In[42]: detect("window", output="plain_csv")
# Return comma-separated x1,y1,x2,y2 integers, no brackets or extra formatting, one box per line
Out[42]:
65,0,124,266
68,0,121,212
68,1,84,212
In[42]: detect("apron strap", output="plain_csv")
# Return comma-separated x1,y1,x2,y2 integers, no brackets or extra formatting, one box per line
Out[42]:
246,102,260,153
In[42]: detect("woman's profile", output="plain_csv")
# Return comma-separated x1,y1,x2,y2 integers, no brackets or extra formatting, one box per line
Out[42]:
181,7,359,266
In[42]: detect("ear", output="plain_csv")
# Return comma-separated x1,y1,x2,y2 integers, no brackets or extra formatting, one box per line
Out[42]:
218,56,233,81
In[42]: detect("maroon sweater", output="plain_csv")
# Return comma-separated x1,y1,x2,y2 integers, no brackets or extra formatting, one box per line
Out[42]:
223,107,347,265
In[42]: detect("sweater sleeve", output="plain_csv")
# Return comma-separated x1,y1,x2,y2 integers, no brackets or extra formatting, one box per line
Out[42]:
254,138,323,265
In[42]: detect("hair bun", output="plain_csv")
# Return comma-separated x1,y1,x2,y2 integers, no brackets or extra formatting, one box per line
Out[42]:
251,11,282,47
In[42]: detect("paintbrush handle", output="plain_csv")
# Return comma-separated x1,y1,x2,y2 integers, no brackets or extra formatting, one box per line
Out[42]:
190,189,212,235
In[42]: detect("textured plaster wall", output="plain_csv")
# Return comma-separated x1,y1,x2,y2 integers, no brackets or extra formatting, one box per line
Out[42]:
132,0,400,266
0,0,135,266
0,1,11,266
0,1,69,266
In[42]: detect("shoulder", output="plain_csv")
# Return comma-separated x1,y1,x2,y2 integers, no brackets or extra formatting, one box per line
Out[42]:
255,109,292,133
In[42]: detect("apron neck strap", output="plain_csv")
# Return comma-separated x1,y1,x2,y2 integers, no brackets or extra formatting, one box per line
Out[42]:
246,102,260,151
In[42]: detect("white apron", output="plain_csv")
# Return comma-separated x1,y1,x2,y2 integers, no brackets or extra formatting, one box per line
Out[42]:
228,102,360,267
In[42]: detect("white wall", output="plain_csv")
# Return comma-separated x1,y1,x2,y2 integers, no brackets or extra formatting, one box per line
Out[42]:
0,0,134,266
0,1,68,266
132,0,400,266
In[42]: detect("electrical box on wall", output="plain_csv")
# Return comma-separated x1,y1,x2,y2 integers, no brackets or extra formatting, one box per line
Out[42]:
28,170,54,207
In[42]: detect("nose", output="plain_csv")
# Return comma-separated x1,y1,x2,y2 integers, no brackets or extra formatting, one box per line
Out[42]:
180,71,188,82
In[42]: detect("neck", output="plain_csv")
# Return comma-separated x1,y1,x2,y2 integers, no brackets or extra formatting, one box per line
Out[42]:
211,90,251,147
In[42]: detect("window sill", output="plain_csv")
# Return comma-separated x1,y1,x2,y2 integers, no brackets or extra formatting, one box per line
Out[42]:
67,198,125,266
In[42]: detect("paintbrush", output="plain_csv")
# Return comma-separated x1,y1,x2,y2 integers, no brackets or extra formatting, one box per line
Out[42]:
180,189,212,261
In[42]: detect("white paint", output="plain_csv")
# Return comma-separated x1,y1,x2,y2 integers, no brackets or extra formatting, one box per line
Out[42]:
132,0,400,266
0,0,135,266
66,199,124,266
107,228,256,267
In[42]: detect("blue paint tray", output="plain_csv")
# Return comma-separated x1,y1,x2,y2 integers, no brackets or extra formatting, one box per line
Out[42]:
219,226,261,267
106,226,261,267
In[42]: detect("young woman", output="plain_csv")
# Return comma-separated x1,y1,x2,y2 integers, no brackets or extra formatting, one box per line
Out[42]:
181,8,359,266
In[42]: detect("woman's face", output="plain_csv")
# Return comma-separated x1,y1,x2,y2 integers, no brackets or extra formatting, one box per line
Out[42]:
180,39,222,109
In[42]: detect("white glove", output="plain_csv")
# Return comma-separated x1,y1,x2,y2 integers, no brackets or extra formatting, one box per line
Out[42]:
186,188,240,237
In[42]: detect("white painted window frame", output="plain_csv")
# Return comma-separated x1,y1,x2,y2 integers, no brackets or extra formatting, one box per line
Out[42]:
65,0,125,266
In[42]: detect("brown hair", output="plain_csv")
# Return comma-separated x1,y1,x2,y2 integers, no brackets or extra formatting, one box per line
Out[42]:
=-=-=
TASK GOAL —
Copy the listing above line for line, with no changes.

RESPONSE —
In[42]: detect("window", output="plain_csv")
# Return comma-separated x1,y1,x2,y2 integers, no brackets or extra formatting, one box per line
Out[42]:
65,0,124,266
68,0,121,212
68,1,84,212
In[42]: detect("apron strap", output="plain_csv")
# Return comma-separated x1,y1,x2,y2 integers, no brackets or extra formatting, one box per line
Out[42]:
246,102,260,153
In[42]: detect("woman's profile", output="plain_csv")
# Return comma-separated x1,y1,x2,y2 integers, no brackets or extra formatting, one box per line
Out[42]:
181,7,359,266
In[42]: detect("ear", output="plain_csv")
# Return comma-separated x1,y1,x2,y2 integers, no brackets or extra formatting, one box per line
Out[42]:
218,56,233,81
In[42]: detect("maroon sweater", output="plain_csv")
# Return comma-separated x1,y1,x2,y2 integers, no brackets or extra formatting, one box per line
Out[42]:
223,107,347,265
In[42]: detect("sweater sleeve", output="plain_csv")
# Return comma-separated x1,y1,x2,y2 integers, no brackets or extra formatting, one box per line
Out[42]:
254,138,323,265
In[42]: detect("hair bun", output="plain_csv")
# Return comma-separated x1,y1,x2,y2 integers, no brackets or extra formatting, one box per line
Out[42]:
251,11,282,47
In[42]: detect("paintbrush handle", output="plain_csv")
# Return comma-separated x1,y1,x2,y2 integers, no brackets or extra formatting, one box per line
Out[42]:
190,189,212,235
In[42]: detect("textured plaster wall", output="plain_csv")
# Return comma-separated x1,y1,x2,y2 integers, no brackets or extra formatting, one box per line
Out[42]:
132,0,400,266
0,0,135,266
0,1,11,266
0,1,69,266
In[42]: detect("shoulder", output="plain_csv")
# Return comma-separated x1,y1,x2,y2 integers, no brackets or extra formatting, one box per line
Out[42]:
255,109,292,133
In[42]: detect("apron neck strap", output="plain_csv")
# Return comma-separated x1,y1,x2,y2 integers, no brackets or extra formatting, one box per line
Out[42]:
246,102,260,151
In[42]: detect("white apron", output="plain_csv")
# Return comma-separated x1,y1,x2,y2 integers, no brackets or extra formatting, one box per line
Out[42]:
228,102,360,267
In[42]: detect("white wall", output="plain_csv")
# Return comma-separated x1,y1,x2,y2 integers, no brackets or extra formatting, one box per line
Out[42]:
0,0,134,266
0,1,68,266
132,0,400,266
In[42]: detect("electrical box on wall", output="plain_csv")
# Return comma-separated x1,y1,x2,y2 integers, no brackets or extra formatting, one box per line
Out[42]:
28,170,54,207
In[42]: detect("nose", output="plain_csv")
# Return comma-separated x1,y1,x2,y2 integers, no brackets or extra formatting, one box per line
Out[42]:
180,71,188,82
In[42]: detect("neck", output="plain_csv")
# Return comma-separated x1,y1,x2,y2 integers, no brackets or extra formatting, one box per line
Out[42]:
211,90,251,147
In[42]: detect("window sill", output="plain_csv")
# Return comma-separated x1,y1,x2,y2 integers, no brackets or extra formatting, one box per line
Out[42]:
67,198,125,266
In[42]: detect("paintbrush", output="plain_csv")
# Return comma-separated x1,y1,x2,y2 integers, no brackets or extra formatting, one box per line
Out[42]:
180,189,212,261
In[42]: detect("white paint", output="plain_csv")
# Return comma-separated x1,y1,x2,y2 integers, no brackets or extra formatting, one box per line
Out[42]:
132,0,400,266
0,0,135,266
66,199,124,266
107,228,256,267
In[42]: detect("blue paint tray", output="plain_csv")
# Return comma-separated x1,y1,x2,y2 integers, no brackets or extra formatting, one box per line
Out[42]:
219,226,261,267
106,226,261,267
In[42]: detect("young woman", output="plain_csv")
# Return comma-separated x1,y1,x2,y2 integers, no brackets or extra formatting, one box per line
Out[42]:
181,8,359,266
In[42]: detect("woman's face", output="plain_csv")
# Return comma-separated x1,y1,x2,y2 integers, no brackets or extra formatting, one box per line
Out[42]:
180,39,222,109
In[42]: detect("white glove", output="plain_csv")
# Return comma-separated x1,y1,x2,y2 integers, no brackets or extra formatting, one box per line
Out[42]:
186,188,240,237
In[42]: detect("white painted window frame", output="plain_csv")
# Return comma-separated x1,y1,x2,y2 integers, no brackets or extra formatting, one box per line
Out[42]:
65,0,125,266
In[42]: detect("brown hair", output="plain_csv")
# Return comma-separated x1,y1,x2,y2 integers, no brackets or extra formatting, one box per line
Out[42]:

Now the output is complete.